■ **About this task**: Give back the material word for word, every line included.

BEGIN Data extracts

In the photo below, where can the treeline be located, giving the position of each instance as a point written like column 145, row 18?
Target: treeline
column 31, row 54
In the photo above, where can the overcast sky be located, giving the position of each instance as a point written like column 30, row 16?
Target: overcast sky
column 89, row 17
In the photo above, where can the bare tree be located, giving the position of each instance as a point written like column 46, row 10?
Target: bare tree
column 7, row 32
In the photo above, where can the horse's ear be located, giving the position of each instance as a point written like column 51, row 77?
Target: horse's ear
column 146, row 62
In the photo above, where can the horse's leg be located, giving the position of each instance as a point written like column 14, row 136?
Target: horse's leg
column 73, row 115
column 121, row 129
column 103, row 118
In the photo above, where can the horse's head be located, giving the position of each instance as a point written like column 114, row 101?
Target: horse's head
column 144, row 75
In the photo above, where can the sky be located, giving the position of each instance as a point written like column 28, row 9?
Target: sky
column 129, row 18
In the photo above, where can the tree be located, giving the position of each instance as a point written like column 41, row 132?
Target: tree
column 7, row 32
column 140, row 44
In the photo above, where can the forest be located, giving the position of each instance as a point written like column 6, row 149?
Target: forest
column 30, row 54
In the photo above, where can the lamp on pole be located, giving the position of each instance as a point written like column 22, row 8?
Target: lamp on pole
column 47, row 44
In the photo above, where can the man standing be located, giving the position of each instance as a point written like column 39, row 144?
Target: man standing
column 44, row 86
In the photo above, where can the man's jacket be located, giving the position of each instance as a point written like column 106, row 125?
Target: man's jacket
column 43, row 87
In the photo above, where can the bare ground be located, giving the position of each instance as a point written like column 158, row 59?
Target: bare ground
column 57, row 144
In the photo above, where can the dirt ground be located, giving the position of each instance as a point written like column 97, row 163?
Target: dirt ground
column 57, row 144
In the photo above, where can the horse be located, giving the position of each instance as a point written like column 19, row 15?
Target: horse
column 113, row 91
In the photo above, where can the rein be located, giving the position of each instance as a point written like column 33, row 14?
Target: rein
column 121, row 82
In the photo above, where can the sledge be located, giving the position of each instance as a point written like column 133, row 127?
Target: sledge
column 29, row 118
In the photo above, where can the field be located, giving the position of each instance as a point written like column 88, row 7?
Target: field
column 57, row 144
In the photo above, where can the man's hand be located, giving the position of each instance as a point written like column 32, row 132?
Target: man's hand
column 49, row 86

END Data extracts

■ **Solution**:
In the photo below, where can the treeline be located, giving the position of each instance as a point written like column 145, row 18?
Target: treeline
column 31, row 54
In the photo above, where can the overcast sky be located, giving the position of each instance as a point written like column 30, row 16?
Target: overcast sky
column 89, row 17
In the photo above, where can the bare tree be located, giving the position of each instance as a point written like column 46, row 10?
Target: bare tree
column 7, row 32
In the photo above, where can the horse's ear be located, giving the position of each instance as a point written like column 51, row 77?
Target: horse's ear
column 146, row 62
In the photo above, where can the horse's leg be located, giving the position of each instance as a point written like column 14, row 136?
Target: horse's leg
column 73, row 115
column 121, row 129
column 103, row 118
In the photo above, where can the horse's head be located, giving the position of each instance as a point written like column 114, row 101?
Target: horse's head
column 144, row 75
In the photo above, where can the sky be located, giving the position of each instance as a point written like column 28, row 9?
Target: sky
column 129, row 18
In the photo above, where can the tree be located, giving the position of each instance as a point written like column 41, row 132?
Target: tree
column 7, row 32
column 140, row 44
In the photo above, where can the forest be located, giving the position of each instance as a point written like column 6, row 149?
Target: forest
column 30, row 54
In the photo above, where can the lamp on pole be located, giving the position of each instance as a point written like column 22, row 8?
Target: lamp on pole
column 47, row 44
In the photo above, where can the man standing be located, giving the position of each instance as a point written like column 39, row 144?
Target: man standing
column 44, row 86
In the photo above, where can the man's jacket be located, giving the position of each instance as a point written like column 106, row 125?
Target: man's jacket
column 43, row 87
In the photo above, where can the bare ground be located, giving the position of each instance as a point written like column 158, row 59?
Target: bare ground
column 57, row 144
In the photo above, where can the dirt ground be located, giving the position of each instance as a point written like column 97, row 163?
Target: dirt ground
column 57, row 144
In the photo above, where can the horse be located, giving the position of each instance as a point written like column 19, row 15?
Target: horse
column 113, row 91
In the photo above, where can the rein be located, giving the position of each instance as a point written like column 33, row 14?
Target: rein
column 121, row 82
In the photo above, where can the sledge be located, giving the position of each instance as a point written like column 133, row 127?
Target: sledge
column 29, row 118
In the photo above, where can the field be located, giving the position of each instance as a point written like column 88, row 7?
Target: field
column 57, row 144
In the photo above, where can the man's hand be located, giving the position of each instance as a point written like column 32, row 132?
Target: man's hand
column 49, row 86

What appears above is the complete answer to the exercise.